- PROBLEM DETAILS
Write out again, exactly, the lines below starting at the one with "Find tree-covered ridge" and ending at the one with "Find mountain ridge".

Free-text object descriptions:
....

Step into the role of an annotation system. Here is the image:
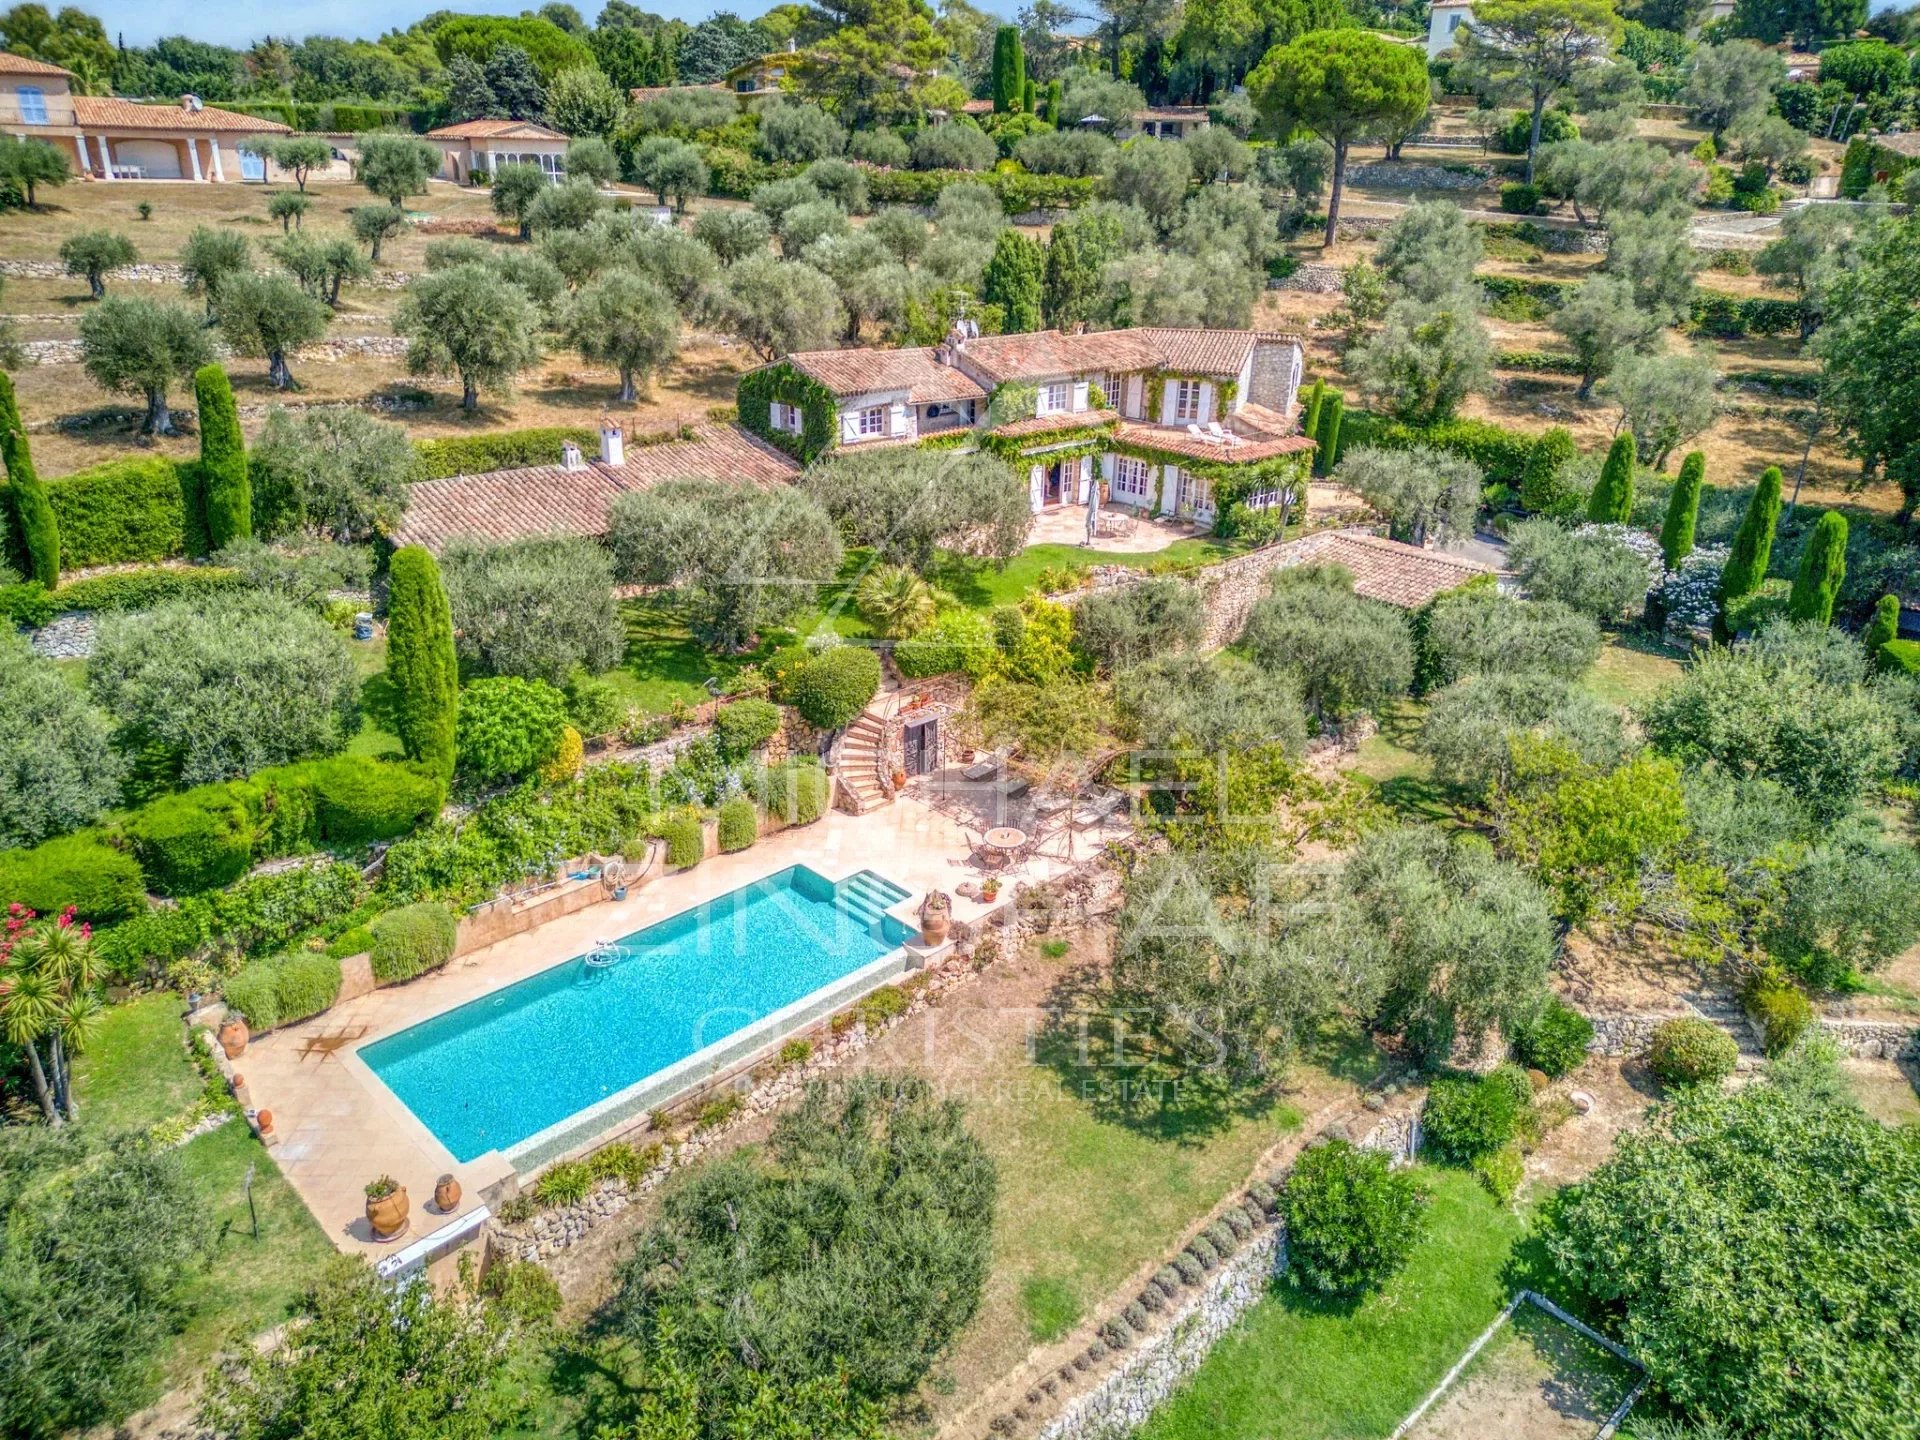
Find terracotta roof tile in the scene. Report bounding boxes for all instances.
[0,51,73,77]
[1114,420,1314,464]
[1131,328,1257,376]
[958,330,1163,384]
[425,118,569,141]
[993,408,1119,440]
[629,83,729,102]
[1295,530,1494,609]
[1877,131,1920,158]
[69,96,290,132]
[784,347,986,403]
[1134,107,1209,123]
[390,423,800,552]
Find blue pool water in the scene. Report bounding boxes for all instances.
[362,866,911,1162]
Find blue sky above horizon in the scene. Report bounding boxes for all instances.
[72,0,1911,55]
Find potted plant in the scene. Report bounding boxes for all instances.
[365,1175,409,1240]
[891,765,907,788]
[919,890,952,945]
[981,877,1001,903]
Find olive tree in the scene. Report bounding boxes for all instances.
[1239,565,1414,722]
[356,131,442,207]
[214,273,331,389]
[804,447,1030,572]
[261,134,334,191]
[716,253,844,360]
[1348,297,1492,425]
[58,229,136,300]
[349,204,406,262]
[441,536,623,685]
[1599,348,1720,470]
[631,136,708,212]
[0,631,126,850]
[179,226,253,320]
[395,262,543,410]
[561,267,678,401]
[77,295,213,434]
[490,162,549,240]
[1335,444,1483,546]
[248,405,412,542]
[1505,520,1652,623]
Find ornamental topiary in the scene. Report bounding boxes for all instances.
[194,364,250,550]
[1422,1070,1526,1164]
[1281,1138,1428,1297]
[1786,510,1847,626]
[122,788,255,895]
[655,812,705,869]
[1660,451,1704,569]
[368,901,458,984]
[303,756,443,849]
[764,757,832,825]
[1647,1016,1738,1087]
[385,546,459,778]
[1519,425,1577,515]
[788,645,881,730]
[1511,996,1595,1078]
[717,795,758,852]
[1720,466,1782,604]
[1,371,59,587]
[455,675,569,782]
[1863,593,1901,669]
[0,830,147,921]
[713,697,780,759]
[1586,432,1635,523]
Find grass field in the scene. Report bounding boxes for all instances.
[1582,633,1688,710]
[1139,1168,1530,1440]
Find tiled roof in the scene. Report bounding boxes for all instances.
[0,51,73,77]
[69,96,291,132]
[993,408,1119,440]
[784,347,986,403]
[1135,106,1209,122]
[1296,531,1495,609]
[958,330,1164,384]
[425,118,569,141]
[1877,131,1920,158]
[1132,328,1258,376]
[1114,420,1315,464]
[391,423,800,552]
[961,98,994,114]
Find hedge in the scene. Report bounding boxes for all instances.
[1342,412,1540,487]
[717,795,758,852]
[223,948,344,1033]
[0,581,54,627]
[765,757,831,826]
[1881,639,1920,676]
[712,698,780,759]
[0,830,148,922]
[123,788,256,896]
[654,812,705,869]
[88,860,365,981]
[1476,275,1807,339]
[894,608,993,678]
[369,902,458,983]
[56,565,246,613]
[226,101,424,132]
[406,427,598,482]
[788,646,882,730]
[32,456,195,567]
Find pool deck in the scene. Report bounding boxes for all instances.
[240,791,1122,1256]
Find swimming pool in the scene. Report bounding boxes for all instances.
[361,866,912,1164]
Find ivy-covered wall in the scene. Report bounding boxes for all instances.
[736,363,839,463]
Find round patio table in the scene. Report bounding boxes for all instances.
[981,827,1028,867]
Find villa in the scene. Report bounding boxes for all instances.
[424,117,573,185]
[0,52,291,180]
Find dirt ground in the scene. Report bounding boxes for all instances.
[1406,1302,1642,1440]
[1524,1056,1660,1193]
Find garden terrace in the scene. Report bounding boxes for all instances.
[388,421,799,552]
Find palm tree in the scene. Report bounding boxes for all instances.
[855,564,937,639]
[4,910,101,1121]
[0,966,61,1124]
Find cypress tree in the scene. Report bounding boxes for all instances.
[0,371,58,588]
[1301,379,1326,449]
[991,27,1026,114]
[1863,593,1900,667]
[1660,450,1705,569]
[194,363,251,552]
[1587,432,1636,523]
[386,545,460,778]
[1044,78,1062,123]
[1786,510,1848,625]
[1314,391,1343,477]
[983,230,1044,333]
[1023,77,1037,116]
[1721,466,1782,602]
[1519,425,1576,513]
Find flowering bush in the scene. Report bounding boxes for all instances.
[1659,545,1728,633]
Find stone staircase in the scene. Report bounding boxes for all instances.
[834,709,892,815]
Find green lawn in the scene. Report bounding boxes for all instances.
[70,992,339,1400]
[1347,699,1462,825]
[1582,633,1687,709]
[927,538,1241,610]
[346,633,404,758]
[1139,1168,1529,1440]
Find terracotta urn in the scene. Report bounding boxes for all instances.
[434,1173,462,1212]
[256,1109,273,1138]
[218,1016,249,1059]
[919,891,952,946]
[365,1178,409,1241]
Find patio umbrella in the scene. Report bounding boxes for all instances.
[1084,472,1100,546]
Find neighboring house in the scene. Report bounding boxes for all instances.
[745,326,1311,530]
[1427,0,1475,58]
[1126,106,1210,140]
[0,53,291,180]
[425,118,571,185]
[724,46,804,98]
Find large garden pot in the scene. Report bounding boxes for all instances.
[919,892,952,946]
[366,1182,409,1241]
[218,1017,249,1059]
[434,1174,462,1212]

....

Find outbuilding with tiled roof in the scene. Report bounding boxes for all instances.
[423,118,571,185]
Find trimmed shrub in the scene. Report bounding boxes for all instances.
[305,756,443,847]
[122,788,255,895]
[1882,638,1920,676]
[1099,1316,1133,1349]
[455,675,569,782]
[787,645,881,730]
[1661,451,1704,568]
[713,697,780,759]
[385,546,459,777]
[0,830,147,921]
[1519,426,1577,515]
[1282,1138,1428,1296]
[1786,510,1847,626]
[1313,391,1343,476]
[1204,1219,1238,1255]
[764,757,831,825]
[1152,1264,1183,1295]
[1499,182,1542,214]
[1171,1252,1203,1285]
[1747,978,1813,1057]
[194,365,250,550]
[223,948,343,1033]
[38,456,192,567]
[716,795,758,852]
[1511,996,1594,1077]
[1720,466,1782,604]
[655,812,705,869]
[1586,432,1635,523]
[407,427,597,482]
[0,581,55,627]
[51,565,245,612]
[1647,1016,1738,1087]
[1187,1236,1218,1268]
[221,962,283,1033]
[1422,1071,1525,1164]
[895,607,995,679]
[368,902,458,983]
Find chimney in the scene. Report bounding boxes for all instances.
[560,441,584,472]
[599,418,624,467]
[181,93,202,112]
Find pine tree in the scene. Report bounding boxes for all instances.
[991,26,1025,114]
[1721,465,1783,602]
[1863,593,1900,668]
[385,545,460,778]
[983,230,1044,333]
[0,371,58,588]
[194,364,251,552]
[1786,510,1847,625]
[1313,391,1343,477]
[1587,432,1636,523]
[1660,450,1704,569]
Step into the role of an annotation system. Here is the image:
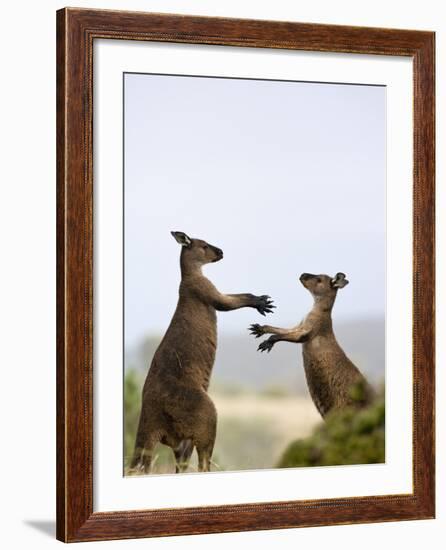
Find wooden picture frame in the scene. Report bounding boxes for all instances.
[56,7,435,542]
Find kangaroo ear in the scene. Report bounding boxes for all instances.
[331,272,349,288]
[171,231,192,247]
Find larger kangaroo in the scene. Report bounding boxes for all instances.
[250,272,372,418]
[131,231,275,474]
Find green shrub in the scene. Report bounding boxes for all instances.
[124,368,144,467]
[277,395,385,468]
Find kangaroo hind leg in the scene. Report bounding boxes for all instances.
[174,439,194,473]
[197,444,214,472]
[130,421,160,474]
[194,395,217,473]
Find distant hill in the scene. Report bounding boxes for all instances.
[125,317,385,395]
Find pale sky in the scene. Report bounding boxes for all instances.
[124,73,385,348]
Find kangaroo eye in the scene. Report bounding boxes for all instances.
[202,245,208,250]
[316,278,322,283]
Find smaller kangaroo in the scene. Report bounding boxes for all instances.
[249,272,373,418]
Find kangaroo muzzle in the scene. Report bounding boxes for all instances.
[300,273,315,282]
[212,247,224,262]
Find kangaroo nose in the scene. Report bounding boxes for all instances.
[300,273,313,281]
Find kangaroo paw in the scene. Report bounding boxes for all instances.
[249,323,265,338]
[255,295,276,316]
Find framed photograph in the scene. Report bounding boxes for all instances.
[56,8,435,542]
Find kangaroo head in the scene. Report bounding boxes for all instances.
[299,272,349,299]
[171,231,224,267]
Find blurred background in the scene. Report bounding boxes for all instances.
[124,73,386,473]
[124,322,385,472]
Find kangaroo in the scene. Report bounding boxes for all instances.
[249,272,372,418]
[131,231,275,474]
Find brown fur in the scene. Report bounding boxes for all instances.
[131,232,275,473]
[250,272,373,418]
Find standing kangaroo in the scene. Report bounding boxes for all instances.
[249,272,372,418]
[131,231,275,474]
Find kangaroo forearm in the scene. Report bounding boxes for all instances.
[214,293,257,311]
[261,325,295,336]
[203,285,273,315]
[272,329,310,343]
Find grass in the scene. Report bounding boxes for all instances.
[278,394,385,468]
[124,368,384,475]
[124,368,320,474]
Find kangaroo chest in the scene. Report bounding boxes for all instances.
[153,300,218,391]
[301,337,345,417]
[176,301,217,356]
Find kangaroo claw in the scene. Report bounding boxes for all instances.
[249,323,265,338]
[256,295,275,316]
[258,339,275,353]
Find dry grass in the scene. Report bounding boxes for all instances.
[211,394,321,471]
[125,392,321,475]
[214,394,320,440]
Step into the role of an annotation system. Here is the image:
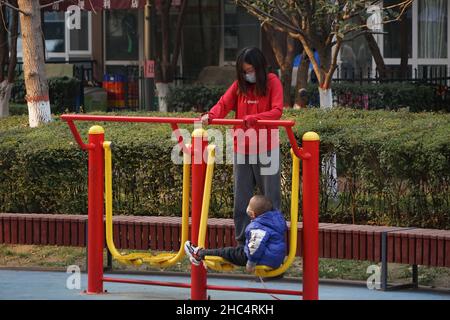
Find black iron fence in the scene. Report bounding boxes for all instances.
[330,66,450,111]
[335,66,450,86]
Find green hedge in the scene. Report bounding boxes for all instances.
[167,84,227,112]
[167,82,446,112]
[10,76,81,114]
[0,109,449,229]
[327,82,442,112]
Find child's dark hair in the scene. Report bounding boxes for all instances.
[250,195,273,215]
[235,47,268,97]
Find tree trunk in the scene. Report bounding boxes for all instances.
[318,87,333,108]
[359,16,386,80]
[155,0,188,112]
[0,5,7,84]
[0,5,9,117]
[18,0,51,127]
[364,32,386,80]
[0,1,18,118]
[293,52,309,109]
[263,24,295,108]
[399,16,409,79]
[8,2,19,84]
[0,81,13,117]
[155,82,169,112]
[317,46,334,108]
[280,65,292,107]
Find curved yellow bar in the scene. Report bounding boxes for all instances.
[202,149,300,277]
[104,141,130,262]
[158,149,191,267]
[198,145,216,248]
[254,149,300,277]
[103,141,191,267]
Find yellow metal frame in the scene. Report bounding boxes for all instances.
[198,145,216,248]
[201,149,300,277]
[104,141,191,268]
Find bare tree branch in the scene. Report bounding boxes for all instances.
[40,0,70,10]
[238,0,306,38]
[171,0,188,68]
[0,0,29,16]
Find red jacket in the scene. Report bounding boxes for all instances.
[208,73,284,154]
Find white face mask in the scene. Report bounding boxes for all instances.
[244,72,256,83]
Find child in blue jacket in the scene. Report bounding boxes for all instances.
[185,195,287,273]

....

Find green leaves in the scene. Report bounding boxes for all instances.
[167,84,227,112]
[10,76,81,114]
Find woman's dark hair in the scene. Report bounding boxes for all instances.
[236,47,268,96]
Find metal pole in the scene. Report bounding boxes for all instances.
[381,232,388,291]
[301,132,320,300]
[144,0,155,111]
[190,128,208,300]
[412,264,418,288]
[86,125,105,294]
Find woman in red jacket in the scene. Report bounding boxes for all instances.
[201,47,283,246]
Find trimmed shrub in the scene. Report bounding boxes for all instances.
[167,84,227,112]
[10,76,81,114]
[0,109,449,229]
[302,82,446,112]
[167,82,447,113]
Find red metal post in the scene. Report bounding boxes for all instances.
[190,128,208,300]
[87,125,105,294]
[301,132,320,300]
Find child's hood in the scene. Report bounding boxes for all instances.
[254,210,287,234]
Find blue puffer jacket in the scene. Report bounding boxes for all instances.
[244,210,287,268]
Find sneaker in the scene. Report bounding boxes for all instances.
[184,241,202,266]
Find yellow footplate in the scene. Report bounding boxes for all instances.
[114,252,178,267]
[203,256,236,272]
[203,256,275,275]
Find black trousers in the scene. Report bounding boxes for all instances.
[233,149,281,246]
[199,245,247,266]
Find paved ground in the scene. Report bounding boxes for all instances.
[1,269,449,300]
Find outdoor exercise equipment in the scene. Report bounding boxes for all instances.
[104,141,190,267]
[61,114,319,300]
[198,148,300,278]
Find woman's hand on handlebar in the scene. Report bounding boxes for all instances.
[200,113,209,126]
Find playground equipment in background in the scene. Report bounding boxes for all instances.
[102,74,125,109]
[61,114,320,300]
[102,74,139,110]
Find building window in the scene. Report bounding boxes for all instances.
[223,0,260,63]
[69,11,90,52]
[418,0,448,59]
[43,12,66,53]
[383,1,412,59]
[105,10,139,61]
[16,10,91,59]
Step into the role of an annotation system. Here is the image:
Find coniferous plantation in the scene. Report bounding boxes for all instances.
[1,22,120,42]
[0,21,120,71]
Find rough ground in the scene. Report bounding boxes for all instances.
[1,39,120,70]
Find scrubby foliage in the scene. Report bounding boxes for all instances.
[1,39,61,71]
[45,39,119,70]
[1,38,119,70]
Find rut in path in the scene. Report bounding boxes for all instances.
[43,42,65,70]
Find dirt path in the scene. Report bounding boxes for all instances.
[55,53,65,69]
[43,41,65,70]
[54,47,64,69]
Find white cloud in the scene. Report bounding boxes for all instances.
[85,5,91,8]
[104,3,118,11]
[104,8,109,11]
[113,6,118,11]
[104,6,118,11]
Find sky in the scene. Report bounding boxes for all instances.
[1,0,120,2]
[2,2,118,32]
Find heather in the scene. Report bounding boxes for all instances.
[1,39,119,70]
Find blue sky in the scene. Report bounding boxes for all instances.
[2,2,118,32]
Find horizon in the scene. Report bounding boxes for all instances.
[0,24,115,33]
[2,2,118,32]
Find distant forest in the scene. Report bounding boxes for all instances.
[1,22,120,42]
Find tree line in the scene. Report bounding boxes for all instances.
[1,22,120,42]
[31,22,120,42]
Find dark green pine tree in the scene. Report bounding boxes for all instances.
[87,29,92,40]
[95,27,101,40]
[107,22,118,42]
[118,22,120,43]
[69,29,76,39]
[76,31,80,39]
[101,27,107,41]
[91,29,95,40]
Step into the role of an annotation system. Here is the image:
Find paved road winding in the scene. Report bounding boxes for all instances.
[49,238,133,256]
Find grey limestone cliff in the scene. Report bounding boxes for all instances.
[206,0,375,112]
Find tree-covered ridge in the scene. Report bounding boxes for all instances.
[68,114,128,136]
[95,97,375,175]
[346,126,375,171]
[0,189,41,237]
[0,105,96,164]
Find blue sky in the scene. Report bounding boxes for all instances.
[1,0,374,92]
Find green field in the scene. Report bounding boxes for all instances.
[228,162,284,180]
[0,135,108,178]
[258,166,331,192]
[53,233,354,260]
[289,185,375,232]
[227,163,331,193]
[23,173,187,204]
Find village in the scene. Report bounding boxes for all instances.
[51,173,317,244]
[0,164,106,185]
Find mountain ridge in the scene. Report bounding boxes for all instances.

....

- ANSWER TO THIS EXERCISE
Find tree-covered ridge in the scene. Report bounding boxes for all instances.
[68,114,128,136]
[95,97,375,175]
[346,126,375,171]
[0,189,41,237]
[0,105,96,164]
Find blue sky in the scene. Report bounding boxes for all instances.
[1,0,374,92]
Find green field in the scene. Report bounding boxes for all instances.
[228,162,284,180]
[0,135,108,178]
[258,166,331,192]
[53,233,354,260]
[289,185,375,232]
[227,163,331,193]
[23,173,187,204]
Find village in the scene. Report bounding boxes for all instances.
[51,173,317,244]
[0,164,106,185]
Find mountain ridge in the scene. Report bounding boxes for all instances.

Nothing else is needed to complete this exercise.